The Ecuadorians have a saying ‘Abril, aguas mil.’ (And lodo=mud.) The direct translation is roughly: April – a thousand waters (and I added the part about the mud). You get the idea – it’s basically the same sentiment as ‘April showers bring May flowers.’ True to form, the atmosphere has delivered us aguas mil this month. For that matter, March was also a month of aguas mil. I have become accustomed to donning rain gear, boots, and marching out of the house with my giant umbrella (mi sombrillo gigante!) that I purchased on a street corner in a moment of soggy desperation sometime back in March. Everyday I wish we could send some of this deluge off to California, where people actually need the water.
Last week on Tuesday, there was a flood on the Rio Yanuncay. It wasn’t even raining in Cuenca. But there was enough rain further up in the mountains to soften a wall of mud holding a pond full of water. On Wednesday morning, I went for a run along the Yanuncay to find parts of the trail loaded with soft mud and woody debris left behind from subsiding waters. The water rose 3-4 feet in places – topping it’s banks to flood parts of the trail.
People who saw the flood say it happened in a matter of minutes. The water was clear one minute, and in the next came a wall of mud and debris. On Saturday, Charito, Robin and I drove out into the countryside to have lunch at our favorite restaurant with comida tipica – Mama Michi’s. Mama Michi’s is the open air restaurant alongside the Yanuncay just outside of town that serves the guinea pigs and chickens roasting on the bar-b-que spit. The waitress there told us about the flood. Fortunately, Mama Michi’s patio was far enough above the flood level, but our waitress told us that the river turned to mud, and whole trees came barreling past. The mud choked the trout, and the river was full of belly-up fish.
It’s not uncommon for these floods to carry off people’s farm animals – cows, chickens, and cuyes (guinea pigs). The flood on Tuesday, sadly, also carried off an 80-year-old lady who was washing her clothes in the river and couldn’t get away in time. They still haven’t found her. That’s the second fatality attributed to raging rivers in the past few weeks. For many people, even in central Cuenca, the river is still a big part of their lives, and it’s not uncommon to see people fishing and washing their clothes in the river. Landslides are also an issue, and one took the lives of 6 people up in the mountains over the weekend.
I spend a lot of time here talking with people about the weather, obviously. But not just at work. Everyone is eager to share their impressions of weather and the changing climate. Most non-academic Ecuadorians I’ve talked with seem to have the idea that the climate has undergone a big change just in the past 3-4 years. I’m told that it used to be easy to predict the weather here in the mountains. Rain in March through May, then cool winds in June, July and August. Rains beginning again in earnest in October, and so on. But now people feel that the weather is unpredictable. That the seasons change in a matter of minutes. And when it rains, it all comes at once, causing lots of problems.

(Dataset excerpt)
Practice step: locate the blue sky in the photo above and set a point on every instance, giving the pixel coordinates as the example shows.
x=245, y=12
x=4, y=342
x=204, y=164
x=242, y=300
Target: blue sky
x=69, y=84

■ TO DO
1. Could you rewrite the stretch of the post about rain in Cuenca from "Last week on" through "of the trail.", putting "Thursday" wherever "Wednesday" appears?
2. Can you carry on the post about rain in Cuenca from where it stops?
The items aren't needed for any of this.

■ THE REPLIES
1.
Last week on Tuesday, there was a flood on the Rio Yanuncay. It wasn’t even raining in Cuenca. But there was enough rain further up in the mountains to soften a wall of mud holding a pond full of water. On Thursday morning, I went for a run along the Yanuncay to find parts of the trail loaded with soft mud and woody debris left behind from subsiding waters. The water rose 3-4 feet in places – topping it’s banks to flood parts of the trail.

2.
Everyone feels that they are personally witnessing unequivocal evidence of climate change – happening right before their eyes. (Unlike in the US, where whether or not you ‘believe’ in climate change seems to depend on your political affiliation or religious beliefs. Here, the topic of climate change transcends all those things. People of all faiths, political affiliations, and educational levels understand that it is happening and is impacting their lives.)
But it’s hard to verify the precise nature of the changes these people are experiencing without observational data. What they say about the ‘normal’ annual cycle of weather and climate agrees with what we know about the movement of the atmosphere in this region. We are at the mercy of what’s known as the Intertropical Convergence Zone (ITCZ). You can think of this as a band of rainfall that roughly encircles the Earth along the Equator, and moves north and south depending on the season. In the Southern Hemisphere summer months (December, January, February), this band of rainfall moves south, following the warmer temperatures that provide energy for these storms.
Winds blow from east to west across northern Brazil in the region of the ITCZ, carrying moisture up the east slope of the Andes and into Ecuador. In June, July and August, the ITCZ moves north, where it sits over the northern coast of South America. The Amazon dries out a bit, winds change direction, and here in the Andes of Ecuador, it tends to be windy, cool, and dry.
But, apparently, this pattern is no longer consistent. This February, for example, my first month in Ecuador, was warm and dry. People were surprised by the lack of rain. March, on the other hand, was wetter than anyone could remember. Was it the wettest March ever? It’s hard to say when you don’t have consistent observations going back more than 2 or 3 years. The records that do exist, all show a warming trend – same as you find in most places in the world. But precipitation is much more difficult to record and predict. The upshot of all this is that there is a lot of work to be done!
In the meantime, to celebrate my halfway-point in Ecuador (3 months), and take advantage of another holiday weekend (yes, I know, there was one two weeks ago, and now we have Labor Day this Friday) I’m headed off for a couple of days to a place with slightly warmer temperatures (above 63F please), a hammock, and hopefully a little less rain. I’m ready to dry out and warm up!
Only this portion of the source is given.